● Instructions to follow: The job is to find each line in the entries holding the string "balcony" and copy that line.

(Records from a data source)
= = =

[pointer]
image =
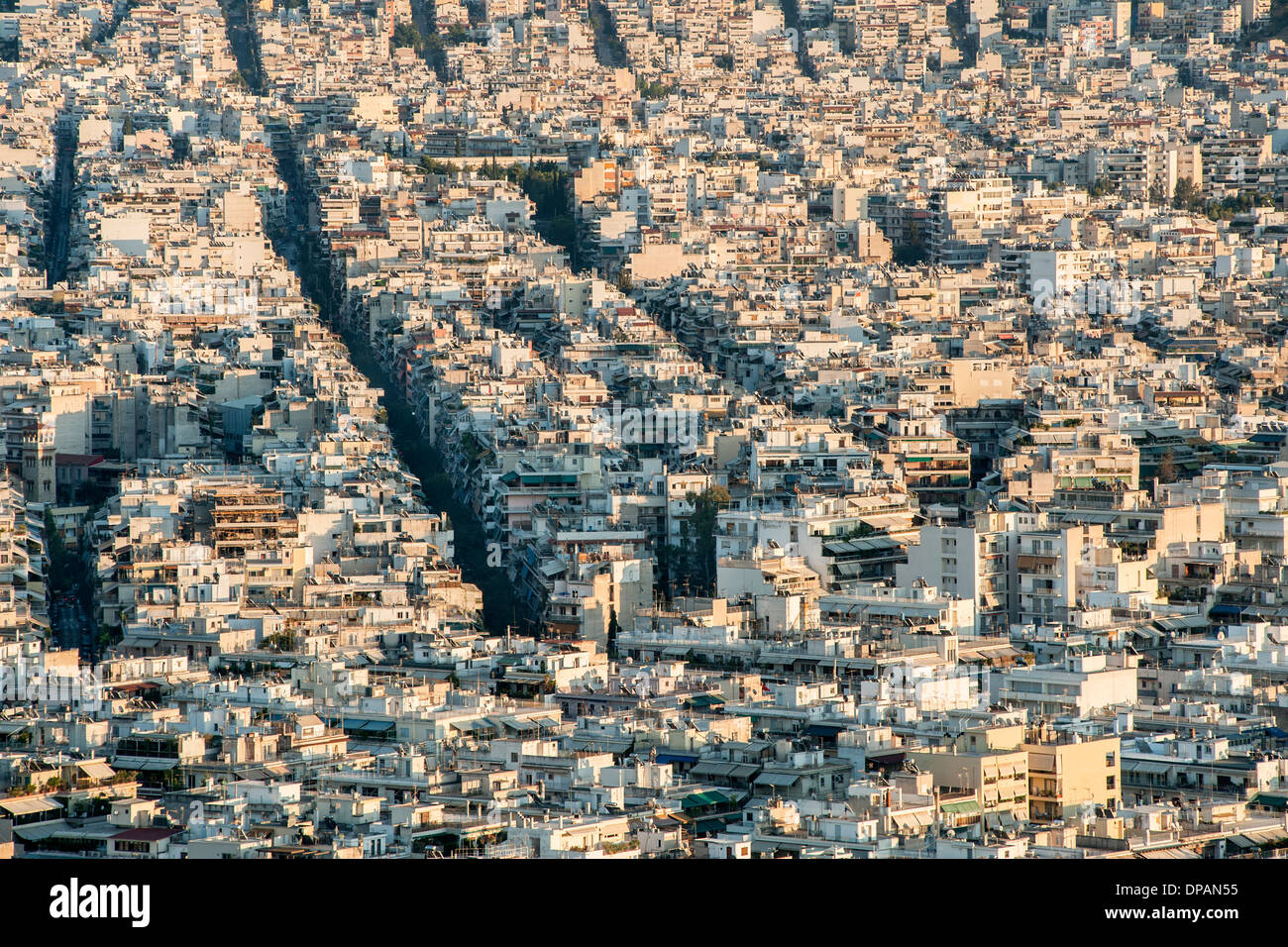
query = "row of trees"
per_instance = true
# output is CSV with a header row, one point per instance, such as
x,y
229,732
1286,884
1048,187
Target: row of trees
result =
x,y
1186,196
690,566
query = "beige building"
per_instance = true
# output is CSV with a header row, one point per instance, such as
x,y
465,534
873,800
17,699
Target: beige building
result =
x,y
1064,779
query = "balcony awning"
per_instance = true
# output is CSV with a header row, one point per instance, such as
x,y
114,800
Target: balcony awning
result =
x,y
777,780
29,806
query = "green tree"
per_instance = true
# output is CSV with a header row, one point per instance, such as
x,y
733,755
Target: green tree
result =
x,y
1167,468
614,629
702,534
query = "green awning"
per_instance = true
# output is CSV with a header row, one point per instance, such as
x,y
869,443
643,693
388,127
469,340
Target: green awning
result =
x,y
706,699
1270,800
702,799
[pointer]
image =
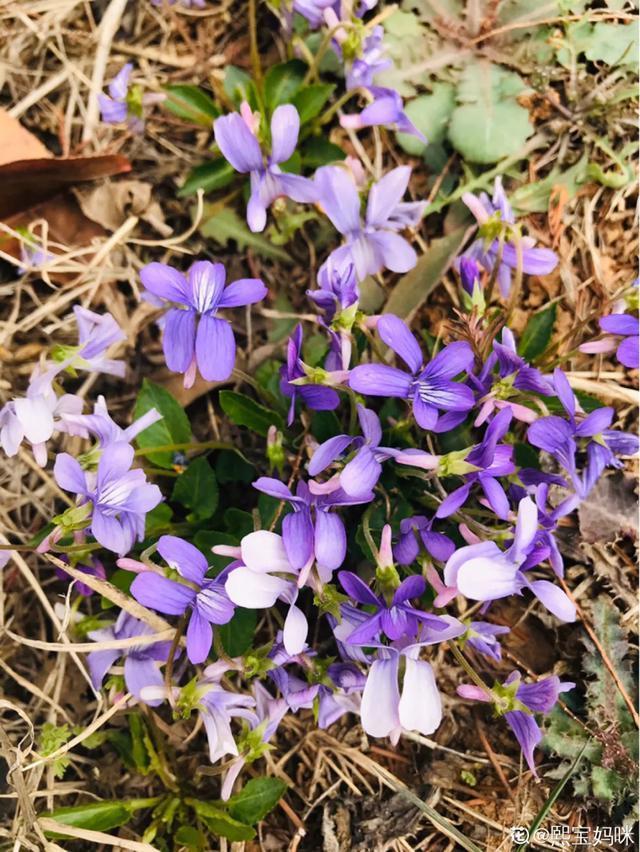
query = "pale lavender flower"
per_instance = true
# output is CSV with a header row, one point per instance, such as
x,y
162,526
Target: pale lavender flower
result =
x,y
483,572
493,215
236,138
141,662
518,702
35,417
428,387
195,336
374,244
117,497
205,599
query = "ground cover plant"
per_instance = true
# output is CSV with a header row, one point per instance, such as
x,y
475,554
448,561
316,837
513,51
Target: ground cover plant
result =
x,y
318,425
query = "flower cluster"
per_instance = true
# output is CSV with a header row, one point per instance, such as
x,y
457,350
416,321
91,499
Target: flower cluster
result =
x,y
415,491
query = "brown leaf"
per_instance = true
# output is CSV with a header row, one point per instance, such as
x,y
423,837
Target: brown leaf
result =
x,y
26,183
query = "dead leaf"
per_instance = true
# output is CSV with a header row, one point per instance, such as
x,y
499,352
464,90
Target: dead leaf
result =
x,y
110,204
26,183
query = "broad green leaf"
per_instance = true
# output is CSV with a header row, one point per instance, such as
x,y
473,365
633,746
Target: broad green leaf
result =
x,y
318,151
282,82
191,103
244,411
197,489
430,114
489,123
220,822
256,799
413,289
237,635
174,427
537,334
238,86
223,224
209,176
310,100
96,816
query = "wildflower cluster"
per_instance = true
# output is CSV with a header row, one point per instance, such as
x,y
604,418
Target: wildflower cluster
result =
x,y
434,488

= = =

● Exercise output:
query = "balcony awning"
Target: balcony awning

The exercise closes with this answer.